-- START OF SELECTED PASSAGE --

What do our One Newark Reports tell us?

My doctoral student Mark Weber and I have just completed our second report evaluating the impact of the proposed One Newark plan on Newark schools, teachers and the students they serve. In this post, I will try to provide a condensed summary of our findings and the connections between the two reports.

In our first report, we evaluated the statistical bases for the placement of Newark district schools into various categories of consequences. Those categories are as follows:

  1. No Major Change: Neither the staff nor students will experience a major restructuring. While some schools may be resited, there will otherwise be little impact on the school. We have classified many of the schools slated for redesign in this category, as there appears to be no substantial change in the student body, the staff, or the mission of the school in NPS documents; however, we recognize that this may change as One Newark is implemented, and that some of these schools may eventually belong in different categories.
  2. Renew: As staff will have to reapply for their positions, students may see a large change in personnel. The governance of the school may change in other ways.
  3. Charter Takeover: While students are given “priority” if they choose to apply to the charter, there appears to be no guarantee they will be accepted.
  4. Close: We consider a school “closed” when it ceases to function in its current form, its building is being divested or repurposed, and it is not being taken over by a charter operator.
  5. Unknown: The “One Newark” documents published by NPS are ambiguous about the fate of the school.

We evaluated the extent to which schools, by these classifications differed in terms of a) performance measures, b) student population characteristics and c) facilities indicators. We also tested whether these factors might be used to predict to which group schools were assigned.  What we found was:

  • Measures of academic performance are not significant predictors of the classifications assigned to NPS schools by the district, when controlling for student population characteristics.

-- END OF SELECTED PASSAGE --

- DIRECTION 1:
Answer these questions using the text on the One Newark reports:
(a) Who is the author's co-author on the reports?
(b) Under the "Renew" category, what will staff have to do?
(c) Which three conditions must hold for a school to count as "closed"?
- DIRECTION 2: In the text on the One Newark reports, why did the authors place many schools slated for redesign in the "No Major Change" category?
- DIRECTION 3: Continue the text on the One Newark reports from where it stops.

-- START OF STORED DATA --

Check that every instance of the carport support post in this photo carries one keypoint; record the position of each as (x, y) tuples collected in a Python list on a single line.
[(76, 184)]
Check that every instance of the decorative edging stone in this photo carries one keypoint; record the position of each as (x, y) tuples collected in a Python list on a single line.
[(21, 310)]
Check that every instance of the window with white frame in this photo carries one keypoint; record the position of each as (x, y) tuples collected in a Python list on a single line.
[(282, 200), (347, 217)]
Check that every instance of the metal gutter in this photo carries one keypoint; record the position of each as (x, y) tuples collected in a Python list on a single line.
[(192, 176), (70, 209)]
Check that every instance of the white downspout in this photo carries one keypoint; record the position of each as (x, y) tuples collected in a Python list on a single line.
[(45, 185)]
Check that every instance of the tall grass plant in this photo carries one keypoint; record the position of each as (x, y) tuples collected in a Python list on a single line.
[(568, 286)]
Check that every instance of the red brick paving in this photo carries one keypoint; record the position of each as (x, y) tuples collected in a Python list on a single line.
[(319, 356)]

-- END OF STORED DATA --

- REPLY 1:
(a) Mark Weber, the author's doctoral student.
(b) Reapply for their positions.
(c) It ceases to function in its current form, its building is being divested or repurposed, and it is not being taken over by a charter operator.

- REPLY 2: The NPS documents showed no substantial change in the student body, the staff, or the mission of those schools. The authors add that this may change as One Newark is implemented.

- REPLY 3:
  • Schools assigned the consequential classifications have substantively and statistically significantly greater shares of low income and black students.
  • Further, facilities utilization is also not a predictor of assigned classifications, though utilization rates are somewhat lower for those schools slated for charter takeover.
  • Proposed charter takeovers cannot be justified on the assumption that charters will yield better outcomes with those same children. This is because the charters in question do not currently serve similar children. Rather they serve less needy children and when adjusting school aggregate performance measures for the children they serve, they achieve no better current outcomes on average than the schools they are slated to take over.
  • Schools slated for charter takeover or closure specifically serve higher shares of black children than do schools facing no consequential classification. Schools classified under “renew” status serve higher shares of low-income children.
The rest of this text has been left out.